Task directions
Copy out the rows from the line with "Which part of this drawing shows the woman?" up to and including the line with "[88,73,137,104]", swapping every "drawing" for "illustration" and changing nothing else.
* begin Input records *
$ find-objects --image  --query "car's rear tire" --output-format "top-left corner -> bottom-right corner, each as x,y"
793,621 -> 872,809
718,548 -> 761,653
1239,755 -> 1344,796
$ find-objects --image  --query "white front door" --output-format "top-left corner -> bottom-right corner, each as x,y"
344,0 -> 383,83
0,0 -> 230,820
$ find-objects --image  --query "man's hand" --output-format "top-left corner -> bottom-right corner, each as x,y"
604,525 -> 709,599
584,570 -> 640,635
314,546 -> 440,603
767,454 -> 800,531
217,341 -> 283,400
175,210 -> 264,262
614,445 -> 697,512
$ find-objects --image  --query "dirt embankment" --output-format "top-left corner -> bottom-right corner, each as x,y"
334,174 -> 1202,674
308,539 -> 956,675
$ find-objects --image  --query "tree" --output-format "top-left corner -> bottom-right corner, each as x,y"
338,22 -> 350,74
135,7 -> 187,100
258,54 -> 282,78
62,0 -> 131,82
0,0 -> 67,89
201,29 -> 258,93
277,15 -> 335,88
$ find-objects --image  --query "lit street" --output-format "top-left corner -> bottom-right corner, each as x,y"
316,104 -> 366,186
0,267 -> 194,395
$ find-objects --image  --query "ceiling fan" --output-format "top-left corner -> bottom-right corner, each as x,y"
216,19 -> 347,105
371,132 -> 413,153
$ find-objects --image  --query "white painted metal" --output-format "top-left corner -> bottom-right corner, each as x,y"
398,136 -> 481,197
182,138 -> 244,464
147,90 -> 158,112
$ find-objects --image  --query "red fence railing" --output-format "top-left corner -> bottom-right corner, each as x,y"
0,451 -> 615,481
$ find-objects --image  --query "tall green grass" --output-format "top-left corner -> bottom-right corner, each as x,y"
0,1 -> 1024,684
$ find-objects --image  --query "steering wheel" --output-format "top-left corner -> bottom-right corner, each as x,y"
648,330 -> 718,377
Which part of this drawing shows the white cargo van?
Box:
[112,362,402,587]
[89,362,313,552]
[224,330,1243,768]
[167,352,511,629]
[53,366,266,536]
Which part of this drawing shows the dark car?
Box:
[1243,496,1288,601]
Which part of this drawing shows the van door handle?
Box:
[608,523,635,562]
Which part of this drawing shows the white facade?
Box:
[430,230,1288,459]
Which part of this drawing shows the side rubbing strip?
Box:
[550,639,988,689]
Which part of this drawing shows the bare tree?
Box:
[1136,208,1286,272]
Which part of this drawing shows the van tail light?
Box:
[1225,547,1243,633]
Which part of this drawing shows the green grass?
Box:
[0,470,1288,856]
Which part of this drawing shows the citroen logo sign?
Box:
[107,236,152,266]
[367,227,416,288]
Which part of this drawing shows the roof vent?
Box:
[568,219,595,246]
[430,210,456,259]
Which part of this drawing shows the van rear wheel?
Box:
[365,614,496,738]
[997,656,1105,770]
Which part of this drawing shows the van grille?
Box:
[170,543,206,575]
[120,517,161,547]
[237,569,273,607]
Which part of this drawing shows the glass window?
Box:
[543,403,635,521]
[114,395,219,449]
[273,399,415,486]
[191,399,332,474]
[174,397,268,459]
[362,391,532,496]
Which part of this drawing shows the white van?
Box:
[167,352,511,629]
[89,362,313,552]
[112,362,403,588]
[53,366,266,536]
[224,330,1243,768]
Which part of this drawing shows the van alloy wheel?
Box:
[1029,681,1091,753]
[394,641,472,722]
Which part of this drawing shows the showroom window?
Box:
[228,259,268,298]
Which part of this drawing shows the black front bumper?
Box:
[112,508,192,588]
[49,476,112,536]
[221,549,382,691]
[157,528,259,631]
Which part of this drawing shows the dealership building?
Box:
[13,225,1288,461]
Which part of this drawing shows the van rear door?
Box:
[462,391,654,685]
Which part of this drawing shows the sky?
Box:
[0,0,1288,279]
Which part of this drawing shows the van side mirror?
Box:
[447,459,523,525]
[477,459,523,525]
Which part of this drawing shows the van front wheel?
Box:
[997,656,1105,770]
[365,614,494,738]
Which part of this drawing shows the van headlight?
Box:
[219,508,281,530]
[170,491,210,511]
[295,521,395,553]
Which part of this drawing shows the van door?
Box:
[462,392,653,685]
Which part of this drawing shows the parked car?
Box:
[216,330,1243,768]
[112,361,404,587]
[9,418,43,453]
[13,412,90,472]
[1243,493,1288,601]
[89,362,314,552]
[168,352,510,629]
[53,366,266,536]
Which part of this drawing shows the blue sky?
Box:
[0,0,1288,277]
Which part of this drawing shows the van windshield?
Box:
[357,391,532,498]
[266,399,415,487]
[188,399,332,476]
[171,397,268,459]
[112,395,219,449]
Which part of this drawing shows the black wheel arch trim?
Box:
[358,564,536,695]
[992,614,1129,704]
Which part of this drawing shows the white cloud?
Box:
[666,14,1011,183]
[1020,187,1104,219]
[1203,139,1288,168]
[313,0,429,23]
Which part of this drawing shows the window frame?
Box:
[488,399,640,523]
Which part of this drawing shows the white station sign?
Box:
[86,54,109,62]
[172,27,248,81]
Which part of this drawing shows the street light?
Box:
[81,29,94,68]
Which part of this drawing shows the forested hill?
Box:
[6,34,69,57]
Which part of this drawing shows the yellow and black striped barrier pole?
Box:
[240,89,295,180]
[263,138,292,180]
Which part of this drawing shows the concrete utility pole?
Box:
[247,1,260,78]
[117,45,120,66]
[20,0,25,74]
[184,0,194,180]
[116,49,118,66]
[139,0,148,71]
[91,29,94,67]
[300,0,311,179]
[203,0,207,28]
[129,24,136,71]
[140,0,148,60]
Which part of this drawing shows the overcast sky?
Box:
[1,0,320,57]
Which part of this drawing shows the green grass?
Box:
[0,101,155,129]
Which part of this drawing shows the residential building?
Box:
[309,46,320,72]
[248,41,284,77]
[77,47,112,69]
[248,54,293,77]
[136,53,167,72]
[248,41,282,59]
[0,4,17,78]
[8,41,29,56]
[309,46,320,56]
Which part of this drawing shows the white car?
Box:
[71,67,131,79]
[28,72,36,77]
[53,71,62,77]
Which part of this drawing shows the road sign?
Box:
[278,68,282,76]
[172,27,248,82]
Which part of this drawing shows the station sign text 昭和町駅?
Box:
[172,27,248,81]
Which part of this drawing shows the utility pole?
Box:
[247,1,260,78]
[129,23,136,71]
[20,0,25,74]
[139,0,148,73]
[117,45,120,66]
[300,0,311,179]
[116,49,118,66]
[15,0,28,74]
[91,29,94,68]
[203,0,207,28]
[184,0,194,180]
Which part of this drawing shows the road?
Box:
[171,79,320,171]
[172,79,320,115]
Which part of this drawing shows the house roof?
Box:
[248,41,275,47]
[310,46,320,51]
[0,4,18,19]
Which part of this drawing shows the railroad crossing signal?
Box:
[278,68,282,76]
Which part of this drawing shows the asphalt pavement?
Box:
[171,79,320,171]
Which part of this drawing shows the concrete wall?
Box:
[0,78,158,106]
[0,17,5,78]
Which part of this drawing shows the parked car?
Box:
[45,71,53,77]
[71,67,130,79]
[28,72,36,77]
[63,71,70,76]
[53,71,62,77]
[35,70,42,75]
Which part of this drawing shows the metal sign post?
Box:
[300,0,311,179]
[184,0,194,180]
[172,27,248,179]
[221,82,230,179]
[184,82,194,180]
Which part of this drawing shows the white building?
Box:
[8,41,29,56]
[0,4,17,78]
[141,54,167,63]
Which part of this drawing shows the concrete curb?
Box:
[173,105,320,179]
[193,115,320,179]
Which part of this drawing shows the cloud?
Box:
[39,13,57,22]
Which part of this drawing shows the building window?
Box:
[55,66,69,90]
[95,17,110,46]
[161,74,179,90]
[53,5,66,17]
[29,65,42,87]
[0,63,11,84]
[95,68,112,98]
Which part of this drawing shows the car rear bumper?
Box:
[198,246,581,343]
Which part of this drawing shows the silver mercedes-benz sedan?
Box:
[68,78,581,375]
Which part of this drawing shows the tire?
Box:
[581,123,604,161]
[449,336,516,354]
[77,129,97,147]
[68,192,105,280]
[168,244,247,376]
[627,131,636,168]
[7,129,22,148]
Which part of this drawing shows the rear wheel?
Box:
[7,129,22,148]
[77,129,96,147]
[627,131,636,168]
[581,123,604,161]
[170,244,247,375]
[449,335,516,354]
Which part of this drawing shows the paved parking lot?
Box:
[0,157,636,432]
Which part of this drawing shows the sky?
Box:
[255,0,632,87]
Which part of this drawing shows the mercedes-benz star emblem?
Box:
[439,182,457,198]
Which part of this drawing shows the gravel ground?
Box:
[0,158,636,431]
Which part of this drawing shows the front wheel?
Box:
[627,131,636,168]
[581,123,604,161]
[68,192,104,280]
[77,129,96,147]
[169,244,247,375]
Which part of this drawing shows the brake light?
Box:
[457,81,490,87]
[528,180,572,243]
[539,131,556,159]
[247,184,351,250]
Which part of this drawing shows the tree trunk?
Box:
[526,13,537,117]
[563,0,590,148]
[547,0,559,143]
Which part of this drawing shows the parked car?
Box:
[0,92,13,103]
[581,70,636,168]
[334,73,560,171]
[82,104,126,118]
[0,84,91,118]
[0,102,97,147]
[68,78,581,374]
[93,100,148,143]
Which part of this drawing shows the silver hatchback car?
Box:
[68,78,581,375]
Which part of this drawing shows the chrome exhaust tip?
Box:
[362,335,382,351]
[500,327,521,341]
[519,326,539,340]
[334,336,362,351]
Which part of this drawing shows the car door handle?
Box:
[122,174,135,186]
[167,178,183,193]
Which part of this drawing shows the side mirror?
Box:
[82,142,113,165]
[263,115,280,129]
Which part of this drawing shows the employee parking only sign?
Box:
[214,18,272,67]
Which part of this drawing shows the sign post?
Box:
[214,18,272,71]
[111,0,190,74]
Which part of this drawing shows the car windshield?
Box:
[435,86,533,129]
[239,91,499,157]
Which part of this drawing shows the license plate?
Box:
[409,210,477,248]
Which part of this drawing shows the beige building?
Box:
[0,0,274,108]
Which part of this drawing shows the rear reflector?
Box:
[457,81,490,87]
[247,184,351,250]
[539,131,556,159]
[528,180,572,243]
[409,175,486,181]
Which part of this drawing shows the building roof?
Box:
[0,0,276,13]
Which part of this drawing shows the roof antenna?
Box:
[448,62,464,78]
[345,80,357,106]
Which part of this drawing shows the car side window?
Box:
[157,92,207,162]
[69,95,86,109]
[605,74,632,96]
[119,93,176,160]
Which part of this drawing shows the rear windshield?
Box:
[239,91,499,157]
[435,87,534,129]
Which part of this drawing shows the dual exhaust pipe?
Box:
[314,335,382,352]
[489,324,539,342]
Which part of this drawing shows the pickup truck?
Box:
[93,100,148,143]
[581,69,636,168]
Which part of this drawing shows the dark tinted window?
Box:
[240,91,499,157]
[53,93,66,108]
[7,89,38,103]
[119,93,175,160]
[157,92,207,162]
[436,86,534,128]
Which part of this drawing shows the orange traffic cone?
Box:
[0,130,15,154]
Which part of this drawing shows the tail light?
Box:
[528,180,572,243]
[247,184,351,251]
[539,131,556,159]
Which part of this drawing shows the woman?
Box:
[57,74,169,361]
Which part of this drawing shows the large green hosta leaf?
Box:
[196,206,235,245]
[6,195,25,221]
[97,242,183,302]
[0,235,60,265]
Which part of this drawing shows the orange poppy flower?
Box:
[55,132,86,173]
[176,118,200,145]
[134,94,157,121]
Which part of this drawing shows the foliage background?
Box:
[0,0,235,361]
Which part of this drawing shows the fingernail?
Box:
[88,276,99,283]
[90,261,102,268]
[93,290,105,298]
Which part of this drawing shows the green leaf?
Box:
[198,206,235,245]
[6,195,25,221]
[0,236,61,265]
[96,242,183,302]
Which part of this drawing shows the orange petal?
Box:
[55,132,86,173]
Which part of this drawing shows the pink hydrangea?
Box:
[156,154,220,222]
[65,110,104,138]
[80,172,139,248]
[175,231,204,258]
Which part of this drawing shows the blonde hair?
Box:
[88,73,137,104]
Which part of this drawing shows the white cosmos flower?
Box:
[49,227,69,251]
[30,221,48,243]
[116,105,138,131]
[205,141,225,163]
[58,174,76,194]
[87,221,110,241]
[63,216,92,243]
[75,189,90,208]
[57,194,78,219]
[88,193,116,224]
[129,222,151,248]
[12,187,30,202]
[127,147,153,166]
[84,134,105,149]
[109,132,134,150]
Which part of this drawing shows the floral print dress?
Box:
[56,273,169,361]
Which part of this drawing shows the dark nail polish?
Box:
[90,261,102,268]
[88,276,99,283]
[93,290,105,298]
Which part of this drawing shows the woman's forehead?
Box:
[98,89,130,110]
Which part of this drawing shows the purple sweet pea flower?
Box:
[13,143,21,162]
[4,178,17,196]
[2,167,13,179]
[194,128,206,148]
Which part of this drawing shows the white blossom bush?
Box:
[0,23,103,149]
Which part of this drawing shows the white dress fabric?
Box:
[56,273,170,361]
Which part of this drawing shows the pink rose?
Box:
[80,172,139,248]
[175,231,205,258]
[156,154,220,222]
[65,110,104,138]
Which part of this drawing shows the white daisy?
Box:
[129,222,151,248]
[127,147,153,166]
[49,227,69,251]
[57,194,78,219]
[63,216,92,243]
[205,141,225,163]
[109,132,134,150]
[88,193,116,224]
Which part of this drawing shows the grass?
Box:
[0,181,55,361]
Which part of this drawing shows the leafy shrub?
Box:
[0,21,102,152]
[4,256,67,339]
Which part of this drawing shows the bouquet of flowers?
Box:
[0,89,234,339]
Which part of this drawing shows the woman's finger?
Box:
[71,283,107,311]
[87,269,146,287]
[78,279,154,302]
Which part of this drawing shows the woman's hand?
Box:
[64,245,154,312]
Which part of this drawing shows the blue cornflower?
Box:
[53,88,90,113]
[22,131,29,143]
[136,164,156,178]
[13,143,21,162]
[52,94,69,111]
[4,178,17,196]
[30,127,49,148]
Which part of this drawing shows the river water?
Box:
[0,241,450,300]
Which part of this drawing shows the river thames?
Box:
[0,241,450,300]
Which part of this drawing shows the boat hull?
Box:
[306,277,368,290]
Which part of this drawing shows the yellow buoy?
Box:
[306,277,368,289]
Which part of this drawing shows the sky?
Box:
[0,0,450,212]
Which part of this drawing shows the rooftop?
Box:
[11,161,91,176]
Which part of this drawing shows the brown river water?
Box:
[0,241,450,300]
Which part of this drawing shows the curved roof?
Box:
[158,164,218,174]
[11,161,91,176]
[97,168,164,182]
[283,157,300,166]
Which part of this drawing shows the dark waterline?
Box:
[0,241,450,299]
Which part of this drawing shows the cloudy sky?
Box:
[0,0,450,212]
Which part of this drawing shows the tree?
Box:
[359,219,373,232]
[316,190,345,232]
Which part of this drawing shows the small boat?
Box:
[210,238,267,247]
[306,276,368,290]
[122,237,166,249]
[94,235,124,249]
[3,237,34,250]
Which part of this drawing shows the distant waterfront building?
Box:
* end Input records *
Task response
Which part of this illustration shows the woman?
Box:
[57,74,169,361]
Which part of this illustration shows the large green hosta leaf?
Box:
[196,206,235,245]
[6,195,25,221]
[97,242,183,302]
[0,235,60,265]
Which part of this illustration shows the orange poppy flower?
Box:
[55,132,86,173]
[176,118,200,145]
[134,94,157,121]
Which part of this illustration shows the foliage background?
Box:
[0,0,235,361]
Which part of this illustration shows the fingernail?
Box:
[88,276,99,283]
[90,261,102,268]
[93,290,105,298]
Which part of this illustration shows the green leaf?
Box:
[198,206,235,245]
[6,195,25,221]
[0,236,61,265]
[96,242,183,302]
Which part of this illustration shows the orange petal?
Box:
[55,132,86,173]
Which part of this illustration shows the pink hydrangea?
Box:
[156,154,220,222]
[65,110,104,138]
[80,172,139,248]
[175,231,204,258]
Which part of this illustration shows the blonde hair?
Box:
[88,73,137,104]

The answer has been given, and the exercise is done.